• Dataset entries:

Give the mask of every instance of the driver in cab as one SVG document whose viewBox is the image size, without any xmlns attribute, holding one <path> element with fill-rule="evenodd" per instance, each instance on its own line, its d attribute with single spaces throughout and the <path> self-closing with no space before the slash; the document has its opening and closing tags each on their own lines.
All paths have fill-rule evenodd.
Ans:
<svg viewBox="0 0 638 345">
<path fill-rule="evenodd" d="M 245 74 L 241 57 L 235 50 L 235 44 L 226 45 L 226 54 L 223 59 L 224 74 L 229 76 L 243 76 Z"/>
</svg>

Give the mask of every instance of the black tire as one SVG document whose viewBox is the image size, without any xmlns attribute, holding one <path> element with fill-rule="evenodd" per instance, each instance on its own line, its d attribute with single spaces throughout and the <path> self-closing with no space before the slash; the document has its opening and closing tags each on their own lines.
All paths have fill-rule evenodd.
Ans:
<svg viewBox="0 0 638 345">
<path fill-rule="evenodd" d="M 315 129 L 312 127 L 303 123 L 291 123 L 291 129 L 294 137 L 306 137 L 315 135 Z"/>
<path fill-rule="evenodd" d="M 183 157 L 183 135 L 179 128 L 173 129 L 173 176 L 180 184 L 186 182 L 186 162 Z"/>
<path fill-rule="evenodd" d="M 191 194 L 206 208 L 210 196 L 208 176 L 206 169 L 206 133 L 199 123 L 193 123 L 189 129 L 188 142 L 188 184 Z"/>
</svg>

• Aim of the task:
Convert the lines from the one containing "Give the mask of every instance of the black" through the end of the records into a Markdown table with the columns Row and Line, numbering each line and omitting blank ones. Include only those lines.

• Finished answer:
| Row | Line |
|---|---|
| 1 | Give the mask of every instance of the black tire as one SVG document whose viewBox is the image size, without any xmlns attribute, holding one <path> element with fill-rule="evenodd" per instance, each instance on its own line, its d attribute with single spaces throughout and the <path> self-closing with no space before the slash; the document has its opening and closing tags each on their own lines. |
| 2 | All paths have fill-rule evenodd. |
| 3 | Ans: |
| 4 | <svg viewBox="0 0 638 345"> |
| 5 | <path fill-rule="evenodd" d="M 315 129 L 312 127 L 303 123 L 291 123 L 291 129 L 294 137 L 306 137 L 315 135 Z"/> |
| 6 | <path fill-rule="evenodd" d="M 183 157 L 183 135 L 179 128 L 173 129 L 173 176 L 180 184 L 186 182 L 186 162 Z"/> |
| 7 | <path fill-rule="evenodd" d="M 191 194 L 206 208 L 210 196 L 208 176 L 206 169 L 206 133 L 199 123 L 193 123 L 189 129 L 188 142 L 188 184 Z"/> |
| 8 | </svg> |